--- start ---

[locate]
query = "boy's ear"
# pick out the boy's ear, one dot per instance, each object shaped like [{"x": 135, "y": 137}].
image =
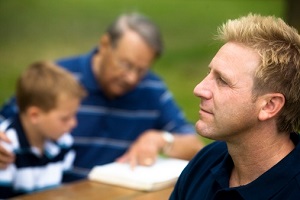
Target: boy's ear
[
  {"x": 105, "y": 41},
  {"x": 33, "y": 113},
  {"x": 271, "y": 105}
]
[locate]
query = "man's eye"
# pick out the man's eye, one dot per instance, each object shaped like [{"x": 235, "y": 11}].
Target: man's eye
[{"x": 221, "y": 81}]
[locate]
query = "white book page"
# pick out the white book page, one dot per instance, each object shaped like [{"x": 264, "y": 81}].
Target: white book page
[{"x": 163, "y": 173}]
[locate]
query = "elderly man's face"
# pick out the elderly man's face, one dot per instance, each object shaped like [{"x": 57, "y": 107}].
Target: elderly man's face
[{"x": 123, "y": 66}]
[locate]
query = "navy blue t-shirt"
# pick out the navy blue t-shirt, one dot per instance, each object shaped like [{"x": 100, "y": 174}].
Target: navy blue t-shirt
[{"x": 207, "y": 177}]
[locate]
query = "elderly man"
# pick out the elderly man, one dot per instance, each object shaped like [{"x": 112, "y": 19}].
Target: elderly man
[{"x": 129, "y": 115}]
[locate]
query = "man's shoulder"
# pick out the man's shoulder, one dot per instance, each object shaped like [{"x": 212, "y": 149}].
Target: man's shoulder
[{"x": 212, "y": 153}]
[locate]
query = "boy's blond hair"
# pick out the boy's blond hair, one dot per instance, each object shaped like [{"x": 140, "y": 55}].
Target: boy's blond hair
[{"x": 42, "y": 83}]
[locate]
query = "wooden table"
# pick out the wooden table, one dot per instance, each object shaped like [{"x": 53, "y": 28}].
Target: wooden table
[{"x": 90, "y": 190}]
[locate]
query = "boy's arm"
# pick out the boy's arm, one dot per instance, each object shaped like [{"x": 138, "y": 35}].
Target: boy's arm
[{"x": 6, "y": 157}]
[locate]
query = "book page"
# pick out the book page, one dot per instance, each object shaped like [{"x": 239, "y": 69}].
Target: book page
[{"x": 163, "y": 173}]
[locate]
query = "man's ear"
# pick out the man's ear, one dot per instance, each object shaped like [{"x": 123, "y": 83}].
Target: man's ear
[{"x": 271, "y": 105}]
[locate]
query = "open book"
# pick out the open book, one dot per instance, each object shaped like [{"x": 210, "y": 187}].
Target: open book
[{"x": 162, "y": 174}]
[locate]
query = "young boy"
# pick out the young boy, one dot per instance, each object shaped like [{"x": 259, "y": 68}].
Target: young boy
[{"x": 48, "y": 98}]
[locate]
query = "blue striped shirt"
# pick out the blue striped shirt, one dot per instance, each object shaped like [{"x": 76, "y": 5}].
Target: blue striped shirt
[
  {"x": 107, "y": 127},
  {"x": 32, "y": 170}
]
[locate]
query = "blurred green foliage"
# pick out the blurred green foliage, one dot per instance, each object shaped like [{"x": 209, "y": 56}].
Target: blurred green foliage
[{"x": 33, "y": 30}]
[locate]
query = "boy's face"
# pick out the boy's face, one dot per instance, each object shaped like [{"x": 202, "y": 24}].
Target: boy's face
[{"x": 54, "y": 123}]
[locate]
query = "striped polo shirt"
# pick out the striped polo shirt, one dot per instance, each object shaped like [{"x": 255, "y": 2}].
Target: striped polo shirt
[{"x": 107, "y": 127}]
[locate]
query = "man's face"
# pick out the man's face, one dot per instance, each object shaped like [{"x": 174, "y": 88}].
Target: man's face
[
  {"x": 227, "y": 106},
  {"x": 123, "y": 66}
]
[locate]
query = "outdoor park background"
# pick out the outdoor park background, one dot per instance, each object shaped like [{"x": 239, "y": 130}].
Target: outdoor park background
[{"x": 33, "y": 30}]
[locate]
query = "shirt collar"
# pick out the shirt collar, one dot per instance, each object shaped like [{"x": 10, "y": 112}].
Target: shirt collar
[{"x": 267, "y": 184}]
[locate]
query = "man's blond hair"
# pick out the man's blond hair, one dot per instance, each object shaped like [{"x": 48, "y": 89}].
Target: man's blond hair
[{"x": 279, "y": 48}]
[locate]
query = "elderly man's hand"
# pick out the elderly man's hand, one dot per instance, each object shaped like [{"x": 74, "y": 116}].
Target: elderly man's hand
[{"x": 144, "y": 150}]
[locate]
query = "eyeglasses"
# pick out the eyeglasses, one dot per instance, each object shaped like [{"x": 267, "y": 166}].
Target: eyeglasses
[{"x": 128, "y": 67}]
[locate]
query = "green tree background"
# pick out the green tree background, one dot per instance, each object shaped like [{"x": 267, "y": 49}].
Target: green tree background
[{"x": 33, "y": 30}]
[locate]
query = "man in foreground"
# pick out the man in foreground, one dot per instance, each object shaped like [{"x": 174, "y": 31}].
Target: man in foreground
[{"x": 250, "y": 104}]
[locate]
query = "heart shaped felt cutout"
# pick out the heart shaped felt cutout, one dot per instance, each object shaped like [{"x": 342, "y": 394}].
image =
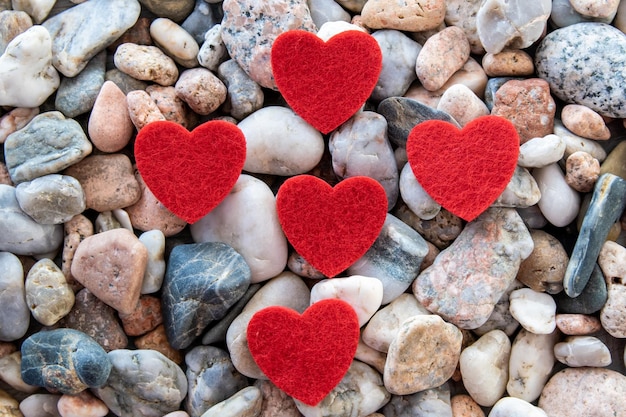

--- end ---

(What needs to be done) Gather every line of the records above that contains the word "eyeglasses", and list those lines.

(The response)
query = "eyeglasses"
# pick out the eyeglasses, one dot per instance, each object shaped like [{"x": 267, "y": 166}].
Target: eyeglasses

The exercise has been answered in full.